_TÂCHES À RÉALISER_
1. D'après le texte sur les techniques de propagande, en quelle année l'expérience de Milgram s'est-elle déroulée ?
2. Recopiez mot pour mot le texte sur les techniques de propagande, de « Pour exemple, prenons » jusqu'à « l’autorité d’un autre. ».
3. Les affirmations suivantes sont-elles conformes au texte sur les techniques de propagande ? Répondez par oui ou par non et citez les mots du texte qui tranchent.
(a) Les volontaires pensaient participer à une expérience sur la mémoire.
(b) Les chocs électriques infligés étaient réels.
(c) La majorité des sujets refusa d'infliger des chocs mortels.

_PASSAGE RETENU_
Guide du propagandiste
Techniques de propagande
Voici quelques techniques de propagande issues du livre Petit traité de propagande à l’usage de ceux qui la subissent écrit par Étienne Augé F. accompagnées d’explications et d’exemples afin de bien comprendre comment elles peuvent être utilisées.
Blouses blanches et Galons
Certains titres ou grades nous poussent à accorder plus de crédibilité à certaines personnes. Qu’elles soient des personnalités connues, des personnes en position d’autorité ou étant perçues comme supérieures en terme de connaissance, nous sommes plus enclins à les croire et à leur obéir.
Pour exemple, prenons l’expérience de Milgram. Elle s’est déroulée en 1963 et portait sur la soumission à l’autorité. Des personnes s’étaient portées volontaires pour une expérience sur la mémoire. Le principe était simple, les sujets de l’expérience devaient faire mémoriser des associations de mots à d’autres personnes qui en fait étaient des complices. Si la personne échouait dans la mémorisation, les sujets de l’expérience devaient infliger des chocs électriques qui bien sûr étaient faux et seulement simulés par les complices. Étonnamment, 63% des sujets, sur la simple pression d’un homme portant une blouse blanche, infligèrent des chocs mortels. Cet exemple illustre bien comme un individu se soumet facilement à l’autorité d’un autre.

_DONNÉES FOURNIES_
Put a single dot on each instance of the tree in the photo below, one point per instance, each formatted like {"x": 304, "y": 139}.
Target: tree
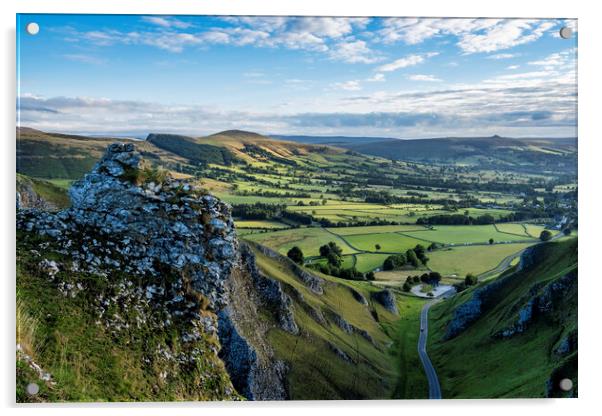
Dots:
{"x": 394, "y": 261}
{"x": 470, "y": 279}
{"x": 296, "y": 255}
{"x": 333, "y": 259}
{"x": 545, "y": 235}
{"x": 412, "y": 258}
{"x": 434, "y": 278}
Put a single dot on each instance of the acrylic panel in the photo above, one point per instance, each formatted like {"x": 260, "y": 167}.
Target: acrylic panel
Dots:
{"x": 295, "y": 208}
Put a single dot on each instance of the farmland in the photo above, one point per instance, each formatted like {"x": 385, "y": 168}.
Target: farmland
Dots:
{"x": 287, "y": 194}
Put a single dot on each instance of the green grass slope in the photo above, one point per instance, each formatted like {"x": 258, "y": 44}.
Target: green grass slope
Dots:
{"x": 480, "y": 362}
{"x": 54, "y": 195}
{"x": 186, "y": 147}
{"x": 327, "y": 362}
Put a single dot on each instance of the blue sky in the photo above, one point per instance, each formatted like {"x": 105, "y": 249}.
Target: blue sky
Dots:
{"x": 393, "y": 77}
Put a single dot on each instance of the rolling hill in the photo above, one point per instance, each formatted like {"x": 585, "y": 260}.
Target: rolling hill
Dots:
{"x": 492, "y": 152}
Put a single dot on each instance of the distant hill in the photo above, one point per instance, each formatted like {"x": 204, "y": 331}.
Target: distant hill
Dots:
{"x": 331, "y": 140}
{"x": 494, "y": 152}
{"x": 66, "y": 156}
{"x": 188, "y": 148}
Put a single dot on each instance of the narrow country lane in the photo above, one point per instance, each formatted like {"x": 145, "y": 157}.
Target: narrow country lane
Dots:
{"x": 431, "y": 374}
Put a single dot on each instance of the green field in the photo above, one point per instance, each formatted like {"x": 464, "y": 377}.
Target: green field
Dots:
{"x": 381, "y": 367}
{"x": 475, "y": 364}
{"x": 367, "y": 262}
{"x": 259, "y": 224}
{"x": 460, "y": 261}
{"x": 513, "y": 228}
{"x": 308, "y": 239}
{"x": 376, "y": 229}
{"x": 389, "y": 242}
{"x": 461, "y": 234}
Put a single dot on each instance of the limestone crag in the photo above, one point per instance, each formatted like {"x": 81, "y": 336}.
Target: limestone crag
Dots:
{"x": 170, "y": 258}
{"x": 114, "y": 221}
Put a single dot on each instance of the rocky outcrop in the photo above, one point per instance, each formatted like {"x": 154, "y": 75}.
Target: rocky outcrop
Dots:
{"x": 542, "y": 302}
{"x": 118, "y": 220}
{"x": 170, "y": 257}
{"x": 358, "y": 296}
{"x": 387, "y": 299}
{"x": 473, "y": 308}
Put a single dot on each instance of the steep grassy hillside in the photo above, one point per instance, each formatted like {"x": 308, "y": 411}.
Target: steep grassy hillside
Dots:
{"x": 63, "y": 156}
{"x": 187, "y": 148}
{"x": 350, "y": 346}
{"x": 37, "y": 193}
{"x": 515, "y": 336}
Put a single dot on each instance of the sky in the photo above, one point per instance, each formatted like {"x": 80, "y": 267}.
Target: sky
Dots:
{"x": 387, "y": 77}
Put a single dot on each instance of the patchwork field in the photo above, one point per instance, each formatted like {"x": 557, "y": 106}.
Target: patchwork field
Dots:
{"x": 308, "y": 239}
{"x": 345, "y": 231}
{"x": 389, "y": 242}
{"x": 460, "y": 261}
{"x": 470, "y": 234}
{"x": 241, "y": 224}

_CORRIGÉS DÉTAILLÉS_
1. En 1963.

2.
Pour exemple, prenons l’expérience de Milgram. Elle s’est déroulée en 1963 et portait sur la soumission à l’autorité. Des personnes s’étaient portées volontaires pour une expérience sur la mémoire. Le principe était simple, les sujets de l’expérience devaient faire mémoriser des associations de mots à d’autres personnes qui en fait étaient des complices. Si la personne échouait dans la mémorisation, les sujets de l’expérience devaient infliger des chocs électriques qui bien sûr étaient faux et seulement simulés par les complices. Étonnamment, 63% des sujets, sur la simple pression d’un homme portant une blouse blanche, infligèrent des chocs mortels. Cet exemple illustre bien comme un individu se soumet facilement à l’autorité d’un autre.

3.
(a) Oui : « Des personnes s’étaient portées volontaires pour une expérience sur la mémoire. »
(b) Non : « qui bien sûr étaient faux et seulement simulés par les complices »
(c) Non : « 63% des sujets, sur la simple pression d’un homme portant une blouse blanche, infligèrent des chocs mortels »